### What is required
Please rewrite the lines from the line with "Practice. Locate the row" to the line with "[(26, 115), (355, 138)]", both included and nothing more, scaling every coordinate in the reported answers by 1.65 and rounding to whole numbers, with halves rounded up. Keep the requests and their sample coordinates as they are.

### Records for this task

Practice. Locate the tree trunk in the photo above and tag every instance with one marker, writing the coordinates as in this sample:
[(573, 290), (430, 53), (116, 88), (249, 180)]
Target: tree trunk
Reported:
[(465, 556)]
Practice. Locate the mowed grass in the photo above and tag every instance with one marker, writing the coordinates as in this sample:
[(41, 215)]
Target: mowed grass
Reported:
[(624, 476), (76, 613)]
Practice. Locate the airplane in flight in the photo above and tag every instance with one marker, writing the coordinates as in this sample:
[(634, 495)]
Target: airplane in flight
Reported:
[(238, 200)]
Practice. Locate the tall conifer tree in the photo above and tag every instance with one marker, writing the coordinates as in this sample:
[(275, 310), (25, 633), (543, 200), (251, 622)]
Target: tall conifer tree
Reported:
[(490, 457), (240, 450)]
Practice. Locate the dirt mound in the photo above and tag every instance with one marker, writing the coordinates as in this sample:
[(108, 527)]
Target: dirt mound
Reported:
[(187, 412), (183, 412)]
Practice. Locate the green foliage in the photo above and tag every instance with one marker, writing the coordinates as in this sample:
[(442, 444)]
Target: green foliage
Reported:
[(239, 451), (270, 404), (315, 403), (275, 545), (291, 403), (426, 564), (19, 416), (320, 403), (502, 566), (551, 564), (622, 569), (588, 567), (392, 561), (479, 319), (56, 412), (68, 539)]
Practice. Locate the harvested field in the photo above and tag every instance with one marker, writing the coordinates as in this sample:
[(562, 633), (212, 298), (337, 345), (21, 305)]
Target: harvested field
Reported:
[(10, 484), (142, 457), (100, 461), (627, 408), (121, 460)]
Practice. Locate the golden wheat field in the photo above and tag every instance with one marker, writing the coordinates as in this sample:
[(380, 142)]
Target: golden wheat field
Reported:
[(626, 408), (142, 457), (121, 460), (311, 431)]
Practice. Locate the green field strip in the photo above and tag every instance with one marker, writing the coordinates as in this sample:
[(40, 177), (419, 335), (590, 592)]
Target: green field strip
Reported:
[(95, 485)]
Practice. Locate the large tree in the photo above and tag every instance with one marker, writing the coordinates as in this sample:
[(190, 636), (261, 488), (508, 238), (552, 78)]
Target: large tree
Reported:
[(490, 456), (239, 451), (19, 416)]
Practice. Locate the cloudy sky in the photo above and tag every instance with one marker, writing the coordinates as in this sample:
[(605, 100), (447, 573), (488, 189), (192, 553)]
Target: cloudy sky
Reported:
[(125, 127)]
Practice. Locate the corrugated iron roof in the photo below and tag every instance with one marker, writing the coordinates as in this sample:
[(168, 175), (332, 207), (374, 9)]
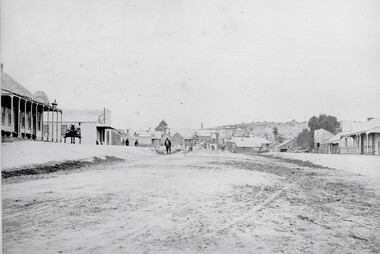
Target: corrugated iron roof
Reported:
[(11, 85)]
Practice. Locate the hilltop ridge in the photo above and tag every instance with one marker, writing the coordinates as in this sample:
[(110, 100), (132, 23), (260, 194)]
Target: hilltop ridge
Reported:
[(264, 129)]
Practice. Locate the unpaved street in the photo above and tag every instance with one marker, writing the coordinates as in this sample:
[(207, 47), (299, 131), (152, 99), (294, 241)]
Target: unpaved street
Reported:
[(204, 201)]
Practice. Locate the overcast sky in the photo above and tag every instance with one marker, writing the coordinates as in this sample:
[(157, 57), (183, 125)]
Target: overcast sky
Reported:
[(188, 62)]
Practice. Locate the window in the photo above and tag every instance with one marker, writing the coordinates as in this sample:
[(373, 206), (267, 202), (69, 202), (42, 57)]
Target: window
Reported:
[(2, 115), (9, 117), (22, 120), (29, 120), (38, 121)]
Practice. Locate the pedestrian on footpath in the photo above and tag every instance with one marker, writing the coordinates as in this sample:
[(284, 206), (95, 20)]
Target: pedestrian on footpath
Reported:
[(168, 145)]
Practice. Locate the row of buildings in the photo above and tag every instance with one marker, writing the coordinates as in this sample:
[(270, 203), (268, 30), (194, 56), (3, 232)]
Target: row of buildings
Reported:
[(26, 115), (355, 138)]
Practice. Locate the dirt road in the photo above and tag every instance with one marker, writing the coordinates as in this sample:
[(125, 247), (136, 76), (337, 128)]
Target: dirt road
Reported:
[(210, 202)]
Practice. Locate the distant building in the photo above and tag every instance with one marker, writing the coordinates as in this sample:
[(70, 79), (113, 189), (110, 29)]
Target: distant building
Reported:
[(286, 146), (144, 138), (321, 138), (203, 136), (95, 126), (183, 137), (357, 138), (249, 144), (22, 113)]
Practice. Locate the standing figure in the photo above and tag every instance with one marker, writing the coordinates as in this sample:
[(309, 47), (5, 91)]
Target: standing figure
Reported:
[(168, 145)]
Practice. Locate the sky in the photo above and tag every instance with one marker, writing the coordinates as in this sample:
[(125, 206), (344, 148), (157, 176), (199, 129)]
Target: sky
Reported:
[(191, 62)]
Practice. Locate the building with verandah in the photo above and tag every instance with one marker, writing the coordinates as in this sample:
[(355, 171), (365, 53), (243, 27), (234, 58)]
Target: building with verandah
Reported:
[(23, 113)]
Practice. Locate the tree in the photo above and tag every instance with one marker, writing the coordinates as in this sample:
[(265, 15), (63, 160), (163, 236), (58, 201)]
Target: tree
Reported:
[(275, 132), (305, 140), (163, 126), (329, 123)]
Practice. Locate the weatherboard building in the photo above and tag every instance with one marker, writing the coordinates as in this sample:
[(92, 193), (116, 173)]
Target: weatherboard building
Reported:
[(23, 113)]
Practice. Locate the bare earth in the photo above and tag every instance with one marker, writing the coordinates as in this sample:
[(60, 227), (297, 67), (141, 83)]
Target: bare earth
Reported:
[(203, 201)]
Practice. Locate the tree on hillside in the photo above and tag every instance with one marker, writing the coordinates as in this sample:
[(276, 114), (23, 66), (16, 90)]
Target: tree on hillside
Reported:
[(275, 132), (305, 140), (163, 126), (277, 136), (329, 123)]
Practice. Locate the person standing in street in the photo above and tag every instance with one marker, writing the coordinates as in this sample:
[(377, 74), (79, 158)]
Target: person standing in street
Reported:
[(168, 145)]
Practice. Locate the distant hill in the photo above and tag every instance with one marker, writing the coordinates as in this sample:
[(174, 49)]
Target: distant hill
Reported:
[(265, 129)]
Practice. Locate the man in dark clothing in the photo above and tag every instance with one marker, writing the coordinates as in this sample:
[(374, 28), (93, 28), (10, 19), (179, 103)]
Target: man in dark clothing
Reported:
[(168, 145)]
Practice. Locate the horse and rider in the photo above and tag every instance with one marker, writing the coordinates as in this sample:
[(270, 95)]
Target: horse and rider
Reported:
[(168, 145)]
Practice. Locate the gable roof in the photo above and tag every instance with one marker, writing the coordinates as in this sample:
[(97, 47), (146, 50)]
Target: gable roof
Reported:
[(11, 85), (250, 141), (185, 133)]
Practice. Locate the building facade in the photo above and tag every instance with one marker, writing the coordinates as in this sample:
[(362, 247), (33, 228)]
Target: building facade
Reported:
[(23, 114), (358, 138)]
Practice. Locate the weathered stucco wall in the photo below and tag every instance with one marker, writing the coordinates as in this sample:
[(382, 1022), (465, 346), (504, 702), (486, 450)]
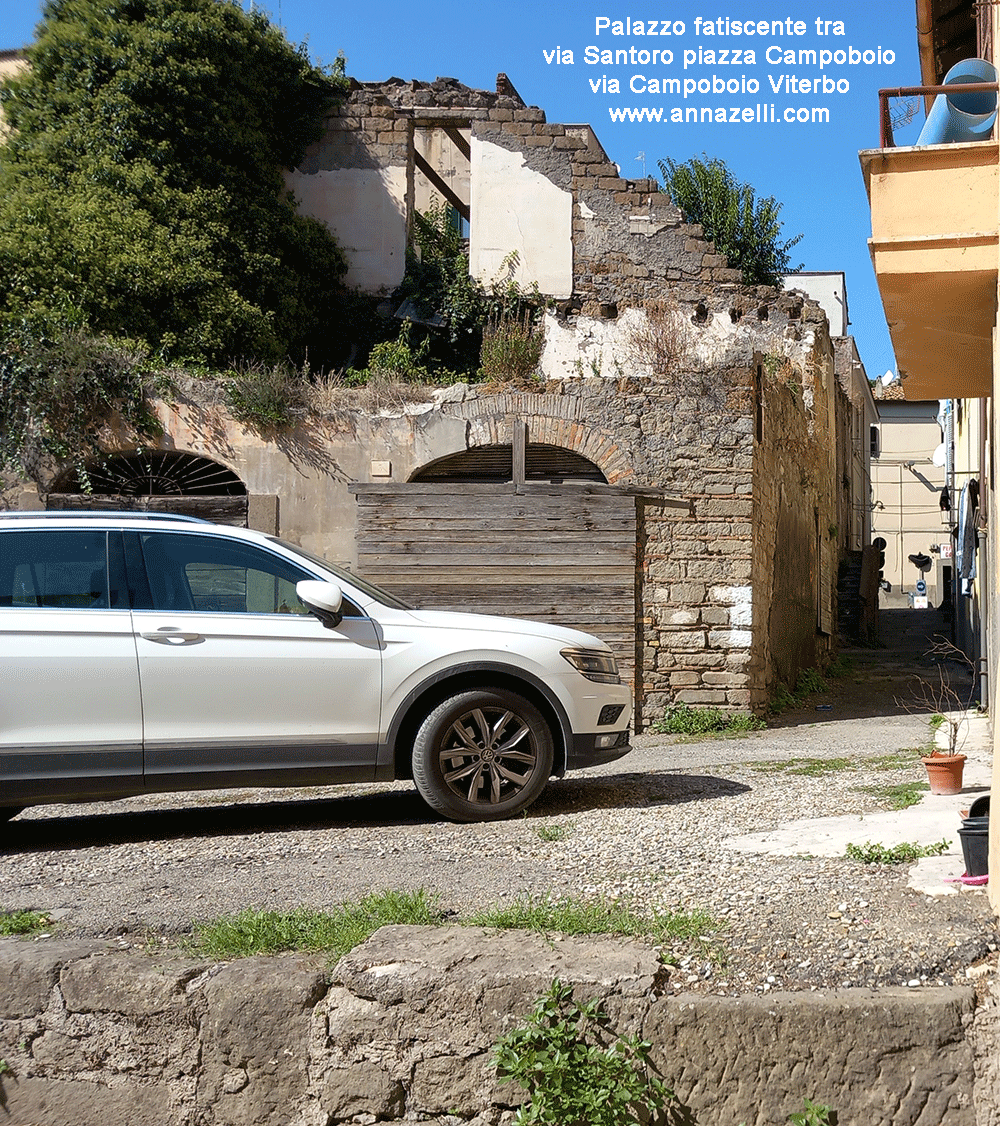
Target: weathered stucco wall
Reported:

### Finished exercise
Practice. Locate the row of buildings in the photo above and tag every instance with one marker, writing the coordinates as in this sample:
[(270, 203), (268, 30), (194, 56), (3, 232)]
Target: row of buildings
Reported:
[(43, 190), (586, 228)]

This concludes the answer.